Exercise instructions - In the records below, find the line containing "In this exercise you will indicate the tropical", then copy that line and all lines after it, exactly, omitting every picture.

****************

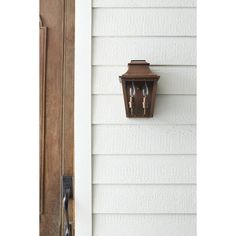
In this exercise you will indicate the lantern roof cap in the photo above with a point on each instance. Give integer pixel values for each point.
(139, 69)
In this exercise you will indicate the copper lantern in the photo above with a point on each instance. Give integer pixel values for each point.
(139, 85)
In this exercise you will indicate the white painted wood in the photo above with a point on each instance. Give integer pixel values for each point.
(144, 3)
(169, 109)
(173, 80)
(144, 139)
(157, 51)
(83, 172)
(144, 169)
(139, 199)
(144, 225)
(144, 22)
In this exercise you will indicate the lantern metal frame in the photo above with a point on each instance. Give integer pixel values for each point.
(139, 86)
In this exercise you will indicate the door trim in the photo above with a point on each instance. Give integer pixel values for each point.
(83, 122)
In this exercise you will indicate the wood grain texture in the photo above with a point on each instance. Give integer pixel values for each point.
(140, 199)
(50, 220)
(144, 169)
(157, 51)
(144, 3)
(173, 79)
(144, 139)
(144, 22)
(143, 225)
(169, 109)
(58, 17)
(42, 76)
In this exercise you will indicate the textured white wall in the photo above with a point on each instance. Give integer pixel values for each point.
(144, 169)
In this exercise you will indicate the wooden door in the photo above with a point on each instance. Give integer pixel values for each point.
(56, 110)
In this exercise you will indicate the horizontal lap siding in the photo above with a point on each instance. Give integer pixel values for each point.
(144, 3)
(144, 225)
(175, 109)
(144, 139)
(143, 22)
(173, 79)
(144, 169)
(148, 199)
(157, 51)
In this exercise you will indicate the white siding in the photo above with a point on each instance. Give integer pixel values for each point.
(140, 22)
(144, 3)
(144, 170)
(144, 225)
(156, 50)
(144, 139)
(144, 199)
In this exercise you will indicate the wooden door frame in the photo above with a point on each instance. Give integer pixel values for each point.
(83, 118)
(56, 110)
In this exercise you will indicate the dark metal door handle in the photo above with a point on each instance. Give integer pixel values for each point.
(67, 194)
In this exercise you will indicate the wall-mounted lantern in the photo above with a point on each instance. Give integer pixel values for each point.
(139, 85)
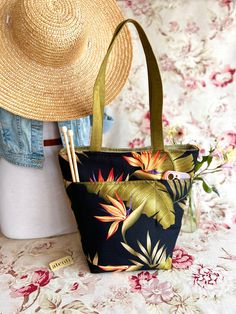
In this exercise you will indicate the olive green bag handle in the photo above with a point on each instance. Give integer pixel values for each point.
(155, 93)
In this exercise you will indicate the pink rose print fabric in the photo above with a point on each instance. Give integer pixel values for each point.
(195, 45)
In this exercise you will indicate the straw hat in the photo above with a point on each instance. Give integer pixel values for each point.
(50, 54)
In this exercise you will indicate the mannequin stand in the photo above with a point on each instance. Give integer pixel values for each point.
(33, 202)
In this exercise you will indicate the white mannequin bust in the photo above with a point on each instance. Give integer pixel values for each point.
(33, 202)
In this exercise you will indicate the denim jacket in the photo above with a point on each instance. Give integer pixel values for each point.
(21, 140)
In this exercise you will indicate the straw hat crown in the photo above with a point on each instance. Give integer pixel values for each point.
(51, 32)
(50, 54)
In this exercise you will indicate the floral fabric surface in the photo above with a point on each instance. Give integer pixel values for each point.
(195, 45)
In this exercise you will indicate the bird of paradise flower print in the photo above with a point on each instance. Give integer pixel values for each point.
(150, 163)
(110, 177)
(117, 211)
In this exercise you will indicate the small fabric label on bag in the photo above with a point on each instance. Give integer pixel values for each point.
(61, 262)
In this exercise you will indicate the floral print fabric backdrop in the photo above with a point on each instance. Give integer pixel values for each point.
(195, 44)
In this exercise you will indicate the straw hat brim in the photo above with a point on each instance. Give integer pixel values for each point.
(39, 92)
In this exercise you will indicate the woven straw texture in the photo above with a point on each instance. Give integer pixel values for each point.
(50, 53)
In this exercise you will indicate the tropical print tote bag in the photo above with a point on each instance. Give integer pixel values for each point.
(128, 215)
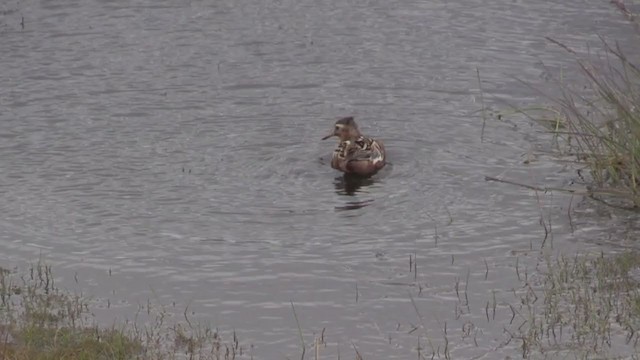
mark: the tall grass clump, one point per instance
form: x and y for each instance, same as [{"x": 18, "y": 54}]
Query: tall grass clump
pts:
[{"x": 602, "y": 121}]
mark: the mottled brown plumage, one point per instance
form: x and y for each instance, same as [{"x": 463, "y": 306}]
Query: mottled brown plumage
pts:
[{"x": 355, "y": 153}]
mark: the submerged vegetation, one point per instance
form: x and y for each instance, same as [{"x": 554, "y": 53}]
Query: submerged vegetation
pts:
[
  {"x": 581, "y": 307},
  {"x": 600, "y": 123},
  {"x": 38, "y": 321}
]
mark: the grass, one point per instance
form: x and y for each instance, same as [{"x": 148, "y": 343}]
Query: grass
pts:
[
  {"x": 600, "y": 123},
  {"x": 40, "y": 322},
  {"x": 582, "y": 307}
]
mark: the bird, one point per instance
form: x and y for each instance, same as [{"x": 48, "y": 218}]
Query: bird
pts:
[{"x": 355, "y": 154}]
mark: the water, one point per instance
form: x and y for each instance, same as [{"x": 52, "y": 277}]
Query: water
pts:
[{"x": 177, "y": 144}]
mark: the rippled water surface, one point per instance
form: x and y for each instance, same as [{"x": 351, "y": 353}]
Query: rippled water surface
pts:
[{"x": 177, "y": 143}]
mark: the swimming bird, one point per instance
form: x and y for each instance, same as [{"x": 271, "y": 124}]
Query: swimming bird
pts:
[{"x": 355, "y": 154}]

****************

Task answer -
In this exercise you will indicate the tropical print tote bag in the photo above with a point on each instance. Give integer pixel values for each point.
(128, 215)
mark: the tall grass clump, one point per instance
form: x and y for each instance, same as [{"x": 18, "y": 54}]
Query: tall grass clump
pts:
[{"x": 602, "y": 121}]
mark: the mottled brown plumage, one point per instance
form: x and y for each instance, same as [{"x": 463, "y": 306}]
Query: mottled brown plumage
pts:
[{"x": 355, "y": 153}]
mark: the submerged vegetation, one point per instance
form: x and y for each instance, same as [{"x": 554, "y": 53}]
Query: submerged vegetation
pts:
[
  {"x": 581, "y": 307},
  {"x": 600, "y": 123},
  {"x": 38, "y": 321}
]
mark: the grass, one point per instance
form: x and y for each instance, same as [{"x": 148, "y": 343}]
Query: grass
pts:
[
  {"x": 600, "y": 123},
  {"x": 40, "y": 322},
  {"x": 582, "y": 307}
]
mark: the bird, one point per instance
form: x and y for each instance, same as [{"x": 48, "y": 218}]
Query: bird
pts:
[{"x": 355, "y": 154}]
mark: the water, one point per instance
form: x and y for each instance, same as [{"x": 52, "y": 277}]
Query: water
pts:
[{"x": 177, "y": 144}]
mark: the rippled water surface, one point per instance
form: x and y for each instance, same as [{"x": 351, "y": 353}]
Query: rippled water surface
pts:
[{"x": 177, "y": 143}]
mark: the swimming bird, one point per instance
form: x and y for each instance, same as [{"x": 271, "y": 124}]
Query: swimming bird
pts:
[{"x": 355, "y": 154}]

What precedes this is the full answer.